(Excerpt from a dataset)
▽

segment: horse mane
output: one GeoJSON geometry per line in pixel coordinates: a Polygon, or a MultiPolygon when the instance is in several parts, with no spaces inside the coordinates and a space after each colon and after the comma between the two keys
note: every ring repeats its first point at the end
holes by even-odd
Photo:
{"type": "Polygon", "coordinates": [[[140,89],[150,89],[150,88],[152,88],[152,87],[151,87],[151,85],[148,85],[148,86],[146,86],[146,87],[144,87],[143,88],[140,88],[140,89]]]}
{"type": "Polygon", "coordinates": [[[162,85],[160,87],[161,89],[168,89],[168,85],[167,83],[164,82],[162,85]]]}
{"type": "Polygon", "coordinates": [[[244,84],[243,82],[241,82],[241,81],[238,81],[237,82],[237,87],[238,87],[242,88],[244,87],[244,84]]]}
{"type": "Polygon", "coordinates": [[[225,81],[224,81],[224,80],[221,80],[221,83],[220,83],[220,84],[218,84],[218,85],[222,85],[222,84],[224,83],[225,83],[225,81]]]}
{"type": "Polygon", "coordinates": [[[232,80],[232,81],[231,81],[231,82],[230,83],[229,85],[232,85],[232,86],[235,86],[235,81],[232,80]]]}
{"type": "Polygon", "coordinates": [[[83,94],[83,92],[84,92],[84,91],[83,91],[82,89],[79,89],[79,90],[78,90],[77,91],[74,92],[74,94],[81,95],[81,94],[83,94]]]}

△

# [What to produce]
Return the material in full, exactly as shown.

# [Expected answer]
segment: horse mane
output: one GeoJSON geometry per line in pixel coordinates: a Polygon, or a MultiPolygon when the instance is in several parts, with no spaces inside the coordinates and a space after each colon and after the comma between the two keys
note: every ring repeats its first point at the end
holes by even-odd
Photo:
{"type": "Polygon", "coordinates": [[[140,89],[150,89],[150,88],[152,88],[152,87],[151,87],[151,85],[148,85],[148,86],[146,86],[146,87],[144,87],[143,88],[140,88],[140,89]]]}
{"type": "Polygon", "coordinates": [[[162,85],[160,87],[161,89],[168,89],[168,85],[167,83],[164,82],[162,85]]]}
{"type": "Polygon", "coordinates": [[[244,84],[243,82],[241,82],[241,81],[238,81],[237,82],[237,87],[238,87],[242,88],[244,87],[244,84]]]}
{"type": "Polygon", "coordinates": [[[225,81],[224,81],[224,80],[221,80],[221,83],[220,83],[220,84],[218,84],[218,85],[222,85],[222,84],[224,83],[225,83],[225,81]]]}
{"type": "Polygon", "coordinates": [[[232,80],[232,81],[231,81],[231,82],[230,83],[229,85],[232,85],[232,86],[235,86],[235,81],[232,80]]]}
{"type": "Polygon", "coordinates": [[[83,94],[83,92],[84,92],[84,91],[83,91],[82,89],[79,89],[79,90],[78,90],[77,91],[74,92],[74,94],[81,95],[81,94],[83,94]]]}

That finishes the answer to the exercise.